Source:

☆ ☆ ☆

Some say he is a funeral mute: a man compressed
between left and left.
Some shall say he was father to Blair.

Here’s Scargill:

The dictionary is his Bible. Full stop.
He points at the dole-not- coal paddy train,
it will arrive shortly at the Platform Do-or-dinosaur.

SW resized rev

Gwent Food Fund poster 1984/5. By permission of Amgueddfa Cymru – Museum Wales.

Here’s Thatcher:

No milk monitor here; eyes sapphire
and Caligula,
Hoarder of bituminous and DSS payments.

There is no sentimental bias here either. The poet gives it straight to us, from every side. This is something more than literal description: it gets into the emotional truth of things. As does BASTARD NACODS SCABS, accompanied by a picture of graffiti daubed on an outbuilding at The Lady Windsor/Abercynon pit:

The pal who leaves a bus ticket
on the collection plate

says he’ll see his kids Friday
then dumps them for a date,

roars like a lion
but acts like a mouse,

bald as a brick
and part of the house.

On one level this can be construed as an unfair, loaded, unobjective portrayal yet it perfectly expresses the visceral feelings of betrayal that many miners and their families felt when isolated by those around them who had taken their trust.

In This is the BBC we are given a sense of what it is like to be victimized and ambushed while all the while being presented as the one to blame:

Record. Rewind. Reverse.
We walk through open gates,
A thud of hooves behind us.

Or The NUM:

I am here
In your breast pocket,

The size of a bus pass
And the Magna Carta -

been sacked for
been starved for.

Humour and resilience are demonstrated in Our Lady of the Pit Canteen, and throughout the collection there is a grim, reductive and ironic gallows humour in the banter-like word play that anyone brought up in a coal mining community would recognize – the stoic attitude and familiarity with everyday struggle, danger, and tragedy, all turned into a cryptic observation:

You may have jacked and packed pit props
on the roadways to hell,
and raised 14,000 tons week on week
ruled by the bell,
and rode a ghost train through the muck
a fun fair would be proud of….
and thanked the Mother Mary
every time the pit cage docked.
......
but I’ll ’ave tha guts for garters
If them dishes aren’t brought back!

The colloquial tone – honest, funny, no bullshit – sums up a unique community who instead of being valued and included in our society were hunted down, victimized, kettled, and left on reservations of cultural and material poverty that are still there. The poet captures all this in her words without condescension. The values and spirit have been maintained in the face of all that was inflicted, as in Miners Leaning Forwards:

Mortal. Men cropped and cast
Into grey corners

There is no sentiment or pretense that coal mining was a glamorous occupation and the miners themselves were all working-class heroes. One of the finest poems is the elegiac and intensely sad Markham Main:

Afternoons they meet up
on street corners
like old youths planning revolution.

☆ ☆ ☆

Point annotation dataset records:
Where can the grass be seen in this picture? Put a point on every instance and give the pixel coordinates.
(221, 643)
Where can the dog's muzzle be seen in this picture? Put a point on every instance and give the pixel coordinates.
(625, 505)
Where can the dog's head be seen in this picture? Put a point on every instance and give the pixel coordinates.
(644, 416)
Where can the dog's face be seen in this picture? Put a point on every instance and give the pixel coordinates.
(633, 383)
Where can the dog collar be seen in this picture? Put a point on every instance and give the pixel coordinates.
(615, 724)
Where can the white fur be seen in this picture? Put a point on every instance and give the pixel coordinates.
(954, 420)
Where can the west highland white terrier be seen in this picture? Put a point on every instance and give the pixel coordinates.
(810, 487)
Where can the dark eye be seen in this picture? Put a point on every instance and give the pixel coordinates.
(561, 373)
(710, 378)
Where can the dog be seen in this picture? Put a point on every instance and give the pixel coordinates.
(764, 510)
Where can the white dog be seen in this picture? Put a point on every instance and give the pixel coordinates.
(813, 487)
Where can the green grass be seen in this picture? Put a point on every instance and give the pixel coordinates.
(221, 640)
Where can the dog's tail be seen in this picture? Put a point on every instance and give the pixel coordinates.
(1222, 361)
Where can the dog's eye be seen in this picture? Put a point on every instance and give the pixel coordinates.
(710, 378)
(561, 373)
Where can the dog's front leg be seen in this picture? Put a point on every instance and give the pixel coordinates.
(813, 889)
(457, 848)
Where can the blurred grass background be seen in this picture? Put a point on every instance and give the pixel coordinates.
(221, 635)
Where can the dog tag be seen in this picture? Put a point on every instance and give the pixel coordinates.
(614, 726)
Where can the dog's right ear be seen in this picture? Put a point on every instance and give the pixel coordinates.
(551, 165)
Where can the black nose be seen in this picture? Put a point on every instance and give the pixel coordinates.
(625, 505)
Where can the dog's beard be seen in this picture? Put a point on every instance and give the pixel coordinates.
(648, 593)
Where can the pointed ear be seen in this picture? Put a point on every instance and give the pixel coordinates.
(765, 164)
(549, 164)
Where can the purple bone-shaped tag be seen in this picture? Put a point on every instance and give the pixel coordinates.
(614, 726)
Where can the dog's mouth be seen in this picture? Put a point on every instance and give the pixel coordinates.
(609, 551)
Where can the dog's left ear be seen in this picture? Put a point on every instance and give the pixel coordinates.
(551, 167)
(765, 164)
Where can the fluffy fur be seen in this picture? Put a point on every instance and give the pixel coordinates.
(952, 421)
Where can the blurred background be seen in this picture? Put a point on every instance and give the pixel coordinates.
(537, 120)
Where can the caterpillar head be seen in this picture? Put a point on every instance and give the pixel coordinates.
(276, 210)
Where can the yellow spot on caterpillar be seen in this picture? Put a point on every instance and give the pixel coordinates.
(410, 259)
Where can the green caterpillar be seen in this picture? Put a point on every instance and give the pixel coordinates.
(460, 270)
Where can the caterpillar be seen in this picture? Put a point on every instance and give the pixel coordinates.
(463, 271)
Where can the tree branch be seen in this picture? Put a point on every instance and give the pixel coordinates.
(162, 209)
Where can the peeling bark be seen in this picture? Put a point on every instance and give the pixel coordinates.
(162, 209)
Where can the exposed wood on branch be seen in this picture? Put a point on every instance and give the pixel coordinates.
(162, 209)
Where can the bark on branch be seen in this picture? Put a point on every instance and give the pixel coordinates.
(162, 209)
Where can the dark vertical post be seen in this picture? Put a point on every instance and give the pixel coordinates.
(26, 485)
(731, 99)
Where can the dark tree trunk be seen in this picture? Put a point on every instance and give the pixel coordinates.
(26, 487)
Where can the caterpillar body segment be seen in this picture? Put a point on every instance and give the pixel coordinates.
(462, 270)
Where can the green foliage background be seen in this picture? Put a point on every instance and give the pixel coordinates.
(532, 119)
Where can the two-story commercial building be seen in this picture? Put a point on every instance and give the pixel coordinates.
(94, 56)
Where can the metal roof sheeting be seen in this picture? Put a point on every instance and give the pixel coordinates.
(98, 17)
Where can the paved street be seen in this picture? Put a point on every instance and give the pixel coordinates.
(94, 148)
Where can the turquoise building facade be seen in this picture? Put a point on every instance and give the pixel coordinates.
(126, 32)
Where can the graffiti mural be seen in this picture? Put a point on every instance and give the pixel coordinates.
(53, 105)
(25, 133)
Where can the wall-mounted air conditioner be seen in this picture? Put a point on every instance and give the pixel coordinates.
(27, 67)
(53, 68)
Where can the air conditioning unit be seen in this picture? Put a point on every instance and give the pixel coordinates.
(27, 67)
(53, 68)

☆ ☆ ☆

Problem to work on:
Could you write out, word for word, the stretch of the miners' strike poetry review above from "The dictionary is" through "Cymru – Museum Wales."?

Response to this task:
The dictionary is his Bible. Full stop.
He points at the dole-not- coal paddy train,
it will arrive shortly at the Platform Do-or-dinosaur.

SW resized rev

Gwent Food Fund poster 1984/5. By permission of Amgueddfa Cymru – Museum Wales.